Last year, Norway was brought to a standstill by a short general strike over the bi-annual wage negotiations, which took both business and trade union officials by surprise. In May this year, the Federation of Trade Unions (LO) announced an historic 500,000 kroner ($56,400) donation to the middle class radical Socialist Left party, who gained 14 seats in the election, taking their total to 23. Subsequent opinion polls have shown the Socialist Left sustaining their increased support, also winning youthful voters from the Conservatives.

During the campaign, all the parties, presented their policies in terms directed towards the social concerns of ordinary Norwegians—hospital care, schools, day-care centres and so on. But the Conservatives were able to win support for their programme of tax cuts because of Labour’s record in government. Just last July, Labour increased indirect taxation on consumer goods, taxes that fall most heavily on the working class, and pushed forward the privatisation of oil, telecoms, and rail networks. As a result, its election promises to increases health and social funding, provide more hospitals and day care centres were simply not believed.

Labour was also caught out surreptitiously seeking to implement the exact opposite of its stated policies. Despite Stoltenberg’s denials and campaign promises, a document emerged which made clear that until last April he was seeking trade union support for a cut in sickness benefits, which would reduce payments for the first 16 days of illness. Labour’s promises to reduce day-care centre charges also collapsed when advertising posters promoting the policy were suddenly withdrawn days before the election. In the end, nobody believed them, preferring either the Conservatives calls for wide-ranging tax cuts, or the Socialist Left’s call for a 6-hour working day.

The Socialist Left’s origins lie in the Socialist People’s Party, formed in 1961 on the basis of opposition to NATO and nuclear weapons. The party emerged out of a petition circulated at the height of the Cold War, calling for Norwegian foreign policy to be independent of both US and Soviet influence. Norway shares a border with Russia. In the late 1960s and early 1970s, the party focused on opposition to the then European Economic Community (EEC), forerunner to the European Union, forming an alliance with the Stalinist Norwegian Communist Party, which merged with the Socialist Left in 1975.

> [Extracted information]:

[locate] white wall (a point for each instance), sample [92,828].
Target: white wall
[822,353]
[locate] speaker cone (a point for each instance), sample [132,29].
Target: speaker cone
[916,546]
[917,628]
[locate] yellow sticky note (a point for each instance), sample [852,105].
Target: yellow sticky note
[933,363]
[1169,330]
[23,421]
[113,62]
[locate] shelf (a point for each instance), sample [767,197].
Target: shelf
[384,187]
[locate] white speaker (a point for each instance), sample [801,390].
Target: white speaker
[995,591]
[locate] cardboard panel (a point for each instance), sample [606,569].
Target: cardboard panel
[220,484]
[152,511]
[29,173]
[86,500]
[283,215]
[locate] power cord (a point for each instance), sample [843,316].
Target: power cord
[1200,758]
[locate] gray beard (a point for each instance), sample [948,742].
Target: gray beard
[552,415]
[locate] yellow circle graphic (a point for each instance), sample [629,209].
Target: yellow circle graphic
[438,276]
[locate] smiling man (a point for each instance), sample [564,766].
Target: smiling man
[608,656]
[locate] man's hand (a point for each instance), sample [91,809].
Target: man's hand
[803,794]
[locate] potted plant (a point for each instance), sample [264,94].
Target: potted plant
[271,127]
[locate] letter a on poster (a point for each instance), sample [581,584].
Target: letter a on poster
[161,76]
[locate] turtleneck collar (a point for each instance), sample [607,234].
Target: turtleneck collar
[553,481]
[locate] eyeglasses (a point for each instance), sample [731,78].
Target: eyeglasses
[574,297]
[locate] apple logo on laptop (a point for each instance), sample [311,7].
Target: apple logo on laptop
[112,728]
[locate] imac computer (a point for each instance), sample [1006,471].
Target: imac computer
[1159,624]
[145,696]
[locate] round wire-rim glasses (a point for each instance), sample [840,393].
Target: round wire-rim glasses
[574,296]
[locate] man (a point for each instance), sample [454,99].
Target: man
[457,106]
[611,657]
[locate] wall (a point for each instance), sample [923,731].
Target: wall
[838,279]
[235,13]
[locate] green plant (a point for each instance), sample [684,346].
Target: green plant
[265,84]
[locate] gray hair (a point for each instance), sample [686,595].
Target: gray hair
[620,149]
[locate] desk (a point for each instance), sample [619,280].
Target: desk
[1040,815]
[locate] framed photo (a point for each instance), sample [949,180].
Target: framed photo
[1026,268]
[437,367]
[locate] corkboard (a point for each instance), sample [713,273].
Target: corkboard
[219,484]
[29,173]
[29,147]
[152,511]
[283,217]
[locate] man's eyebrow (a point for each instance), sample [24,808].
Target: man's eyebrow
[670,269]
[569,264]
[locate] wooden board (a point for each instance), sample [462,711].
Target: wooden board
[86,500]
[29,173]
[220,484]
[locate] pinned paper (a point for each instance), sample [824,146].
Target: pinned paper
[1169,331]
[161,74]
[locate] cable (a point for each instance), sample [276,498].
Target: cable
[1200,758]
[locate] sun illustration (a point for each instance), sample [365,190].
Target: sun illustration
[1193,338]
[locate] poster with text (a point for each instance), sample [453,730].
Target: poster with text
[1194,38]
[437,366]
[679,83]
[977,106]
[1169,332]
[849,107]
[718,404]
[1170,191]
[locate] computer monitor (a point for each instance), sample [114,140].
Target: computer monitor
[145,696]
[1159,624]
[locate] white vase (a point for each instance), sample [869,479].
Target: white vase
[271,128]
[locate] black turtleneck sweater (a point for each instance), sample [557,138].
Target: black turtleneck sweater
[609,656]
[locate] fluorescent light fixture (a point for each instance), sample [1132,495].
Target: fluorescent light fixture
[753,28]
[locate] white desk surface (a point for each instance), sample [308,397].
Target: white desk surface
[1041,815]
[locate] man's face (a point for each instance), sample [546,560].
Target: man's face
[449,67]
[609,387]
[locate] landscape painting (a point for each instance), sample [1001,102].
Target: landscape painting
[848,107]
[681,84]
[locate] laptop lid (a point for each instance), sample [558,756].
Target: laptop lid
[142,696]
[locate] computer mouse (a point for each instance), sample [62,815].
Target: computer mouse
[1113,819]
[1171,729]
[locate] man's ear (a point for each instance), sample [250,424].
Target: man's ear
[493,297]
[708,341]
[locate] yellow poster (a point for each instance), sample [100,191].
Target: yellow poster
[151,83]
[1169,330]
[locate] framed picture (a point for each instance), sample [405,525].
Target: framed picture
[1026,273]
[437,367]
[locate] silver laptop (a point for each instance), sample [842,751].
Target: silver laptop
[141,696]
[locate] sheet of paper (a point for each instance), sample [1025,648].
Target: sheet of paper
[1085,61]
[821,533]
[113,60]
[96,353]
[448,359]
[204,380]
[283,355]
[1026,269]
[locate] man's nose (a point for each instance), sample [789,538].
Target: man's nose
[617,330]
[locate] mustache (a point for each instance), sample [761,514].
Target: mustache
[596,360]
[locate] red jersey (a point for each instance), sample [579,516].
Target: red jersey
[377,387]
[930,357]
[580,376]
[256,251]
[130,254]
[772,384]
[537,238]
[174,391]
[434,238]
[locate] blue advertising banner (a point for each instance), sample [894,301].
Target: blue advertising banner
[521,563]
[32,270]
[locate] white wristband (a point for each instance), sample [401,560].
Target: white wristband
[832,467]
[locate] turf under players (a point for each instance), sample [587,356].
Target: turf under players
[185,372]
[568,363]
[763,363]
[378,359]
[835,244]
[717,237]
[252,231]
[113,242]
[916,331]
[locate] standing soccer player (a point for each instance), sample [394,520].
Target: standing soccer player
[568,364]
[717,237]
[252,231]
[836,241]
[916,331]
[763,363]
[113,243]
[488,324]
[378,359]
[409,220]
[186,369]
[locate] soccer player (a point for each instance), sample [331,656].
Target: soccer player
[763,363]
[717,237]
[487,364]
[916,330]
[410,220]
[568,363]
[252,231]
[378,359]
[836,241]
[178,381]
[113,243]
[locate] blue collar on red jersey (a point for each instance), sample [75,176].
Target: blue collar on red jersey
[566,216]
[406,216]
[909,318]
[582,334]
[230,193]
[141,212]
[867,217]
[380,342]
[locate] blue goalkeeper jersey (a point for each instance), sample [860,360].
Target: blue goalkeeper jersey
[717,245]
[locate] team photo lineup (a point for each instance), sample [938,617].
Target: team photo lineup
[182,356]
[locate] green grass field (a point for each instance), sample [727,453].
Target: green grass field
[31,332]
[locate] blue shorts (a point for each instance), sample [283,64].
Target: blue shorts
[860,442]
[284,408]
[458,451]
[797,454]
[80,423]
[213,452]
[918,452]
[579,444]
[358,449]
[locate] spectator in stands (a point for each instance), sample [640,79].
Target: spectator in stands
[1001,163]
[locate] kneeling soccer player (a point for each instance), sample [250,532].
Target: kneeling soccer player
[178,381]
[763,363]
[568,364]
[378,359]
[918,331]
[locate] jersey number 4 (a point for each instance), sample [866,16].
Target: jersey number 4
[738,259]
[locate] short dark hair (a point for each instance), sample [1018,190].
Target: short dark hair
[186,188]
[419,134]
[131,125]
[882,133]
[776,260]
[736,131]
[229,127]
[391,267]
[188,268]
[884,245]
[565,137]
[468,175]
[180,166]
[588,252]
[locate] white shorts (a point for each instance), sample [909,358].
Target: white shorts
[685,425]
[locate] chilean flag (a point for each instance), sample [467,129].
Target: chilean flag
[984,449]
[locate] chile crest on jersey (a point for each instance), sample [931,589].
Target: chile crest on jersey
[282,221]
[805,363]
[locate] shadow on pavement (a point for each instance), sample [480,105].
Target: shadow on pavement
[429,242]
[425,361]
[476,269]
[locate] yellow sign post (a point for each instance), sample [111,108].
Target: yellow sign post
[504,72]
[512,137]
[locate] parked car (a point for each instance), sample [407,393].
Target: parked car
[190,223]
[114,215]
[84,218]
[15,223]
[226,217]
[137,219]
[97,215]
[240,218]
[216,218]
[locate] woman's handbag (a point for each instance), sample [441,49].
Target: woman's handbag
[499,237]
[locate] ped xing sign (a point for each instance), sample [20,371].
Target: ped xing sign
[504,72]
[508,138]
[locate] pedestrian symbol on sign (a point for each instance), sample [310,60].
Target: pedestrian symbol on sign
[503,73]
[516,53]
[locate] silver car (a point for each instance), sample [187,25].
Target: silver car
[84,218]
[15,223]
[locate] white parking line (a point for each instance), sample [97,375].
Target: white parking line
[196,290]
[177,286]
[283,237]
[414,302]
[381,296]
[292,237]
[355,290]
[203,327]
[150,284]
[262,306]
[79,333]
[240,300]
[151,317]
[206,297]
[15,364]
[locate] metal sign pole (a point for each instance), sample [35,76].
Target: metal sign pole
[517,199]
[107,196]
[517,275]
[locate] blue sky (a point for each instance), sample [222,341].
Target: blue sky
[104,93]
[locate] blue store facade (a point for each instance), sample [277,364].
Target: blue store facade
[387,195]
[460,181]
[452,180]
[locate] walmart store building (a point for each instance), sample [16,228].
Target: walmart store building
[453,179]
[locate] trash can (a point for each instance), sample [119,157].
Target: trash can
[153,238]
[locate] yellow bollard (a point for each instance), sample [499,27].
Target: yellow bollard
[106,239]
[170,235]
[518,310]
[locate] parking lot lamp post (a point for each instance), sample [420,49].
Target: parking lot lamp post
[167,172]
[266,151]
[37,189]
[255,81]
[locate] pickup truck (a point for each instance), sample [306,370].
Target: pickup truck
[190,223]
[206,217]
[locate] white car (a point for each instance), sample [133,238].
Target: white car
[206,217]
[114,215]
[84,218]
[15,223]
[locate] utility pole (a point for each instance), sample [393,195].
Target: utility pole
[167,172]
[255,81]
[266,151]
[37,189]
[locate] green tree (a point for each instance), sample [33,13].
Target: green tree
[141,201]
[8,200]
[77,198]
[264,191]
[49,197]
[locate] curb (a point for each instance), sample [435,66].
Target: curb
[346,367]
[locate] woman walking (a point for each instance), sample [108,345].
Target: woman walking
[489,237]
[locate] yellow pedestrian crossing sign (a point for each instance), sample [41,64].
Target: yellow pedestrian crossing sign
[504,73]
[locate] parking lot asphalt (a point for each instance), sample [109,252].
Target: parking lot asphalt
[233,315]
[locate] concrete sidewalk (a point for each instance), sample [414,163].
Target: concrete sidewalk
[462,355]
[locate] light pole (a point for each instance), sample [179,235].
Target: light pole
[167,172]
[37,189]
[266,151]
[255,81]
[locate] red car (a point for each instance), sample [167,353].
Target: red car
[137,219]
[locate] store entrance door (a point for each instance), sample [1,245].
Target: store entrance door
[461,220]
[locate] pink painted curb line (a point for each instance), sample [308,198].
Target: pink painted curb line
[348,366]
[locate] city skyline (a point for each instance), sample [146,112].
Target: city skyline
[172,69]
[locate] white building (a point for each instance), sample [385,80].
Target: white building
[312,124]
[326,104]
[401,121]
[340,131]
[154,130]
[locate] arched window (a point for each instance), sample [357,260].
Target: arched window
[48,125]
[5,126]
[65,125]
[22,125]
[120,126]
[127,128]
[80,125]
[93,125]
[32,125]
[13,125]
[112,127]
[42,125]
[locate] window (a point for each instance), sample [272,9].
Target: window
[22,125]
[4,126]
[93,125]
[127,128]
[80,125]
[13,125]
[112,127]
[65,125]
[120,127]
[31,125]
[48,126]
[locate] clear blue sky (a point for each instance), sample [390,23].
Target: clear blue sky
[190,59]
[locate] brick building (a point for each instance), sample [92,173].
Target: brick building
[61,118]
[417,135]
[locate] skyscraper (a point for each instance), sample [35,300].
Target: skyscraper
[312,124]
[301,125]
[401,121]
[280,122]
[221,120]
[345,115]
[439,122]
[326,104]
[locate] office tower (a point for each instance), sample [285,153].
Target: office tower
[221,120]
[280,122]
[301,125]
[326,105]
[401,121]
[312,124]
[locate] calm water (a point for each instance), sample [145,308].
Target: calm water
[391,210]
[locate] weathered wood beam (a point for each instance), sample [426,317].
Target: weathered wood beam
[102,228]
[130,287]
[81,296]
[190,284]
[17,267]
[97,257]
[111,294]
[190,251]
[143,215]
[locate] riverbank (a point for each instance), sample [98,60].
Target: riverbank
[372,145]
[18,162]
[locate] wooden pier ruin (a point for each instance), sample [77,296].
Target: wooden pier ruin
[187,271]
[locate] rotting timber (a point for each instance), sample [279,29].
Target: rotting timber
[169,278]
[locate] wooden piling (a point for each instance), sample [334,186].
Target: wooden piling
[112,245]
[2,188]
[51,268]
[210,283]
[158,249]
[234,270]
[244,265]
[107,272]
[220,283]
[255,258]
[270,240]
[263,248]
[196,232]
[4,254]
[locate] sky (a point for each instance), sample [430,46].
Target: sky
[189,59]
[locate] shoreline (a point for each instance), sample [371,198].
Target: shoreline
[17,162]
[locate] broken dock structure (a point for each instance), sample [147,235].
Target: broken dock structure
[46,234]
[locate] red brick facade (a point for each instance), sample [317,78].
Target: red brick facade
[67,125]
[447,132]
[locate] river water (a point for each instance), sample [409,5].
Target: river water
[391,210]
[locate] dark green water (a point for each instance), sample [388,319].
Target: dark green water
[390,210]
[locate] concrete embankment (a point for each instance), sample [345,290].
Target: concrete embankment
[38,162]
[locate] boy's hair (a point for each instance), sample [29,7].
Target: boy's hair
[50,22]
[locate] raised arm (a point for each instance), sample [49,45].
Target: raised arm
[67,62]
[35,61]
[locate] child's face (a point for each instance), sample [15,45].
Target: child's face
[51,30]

> [Problem A]: Reproduce, word for word, the part of the Norwegian election text that opens with the words containing "Labour was also" and closes with "6-hour working day.".
> [Problem B]: Continue the text on the Norwegian election and the Socialist Left from the point where it stops.

> [Response box A]:
Labour was also caught out surreptitiously seeking to implement the exact opposite of its stated policies. Despite Stoltenberg’s denials and campaign promises, a document emerged which made clear that until last April he was seeking trade union support for a cut in sickness benefits, which would reduce payments for the first 16 days of illness. Labour’s promises to reduce day-care centre charges also collapsed when advertising posters promoting the policy were suddenly withdrawn days before the election. In the end, nobody believed them, preferring either the Conservatives calls for wide-ranging tax cuts, or the Socialist Left’s call for a 6-hour working day.

> [Response box B]:
Subsequently the party has also concentrated on environmental issues, presenting itself as a red/green alliance proposing environmentally friendly, welfare-orientated social policies within the framework of the nation state.

It is an integral and trusted part of bourgeois politics in Norway. In recent years, one of its leading members, Erik Solheim, was the country’s delegate in attempts to negotiate a peace settlement between the Sri Lankan government and the Tamil Tigers (LTTE). Despite its origins, the majority of its MPs supported the NATO attack on Yugoslavia in 1999.

The rise in the Socialist Left vote will radically increase the level of financial support it receives under state political funding arrangements, as will as the extent to which it is courted by the trade union bureaucracy. Should negotiations between the Conservatives and its various potential coalition partners fail, the most viable alternative would be a Labour-led coalition with the Socialist Left. This is an arrangement that is already being advocated by sections of the trade union bureaucracy and the Socialist Left, although to date the Labour leadership has ruled it out.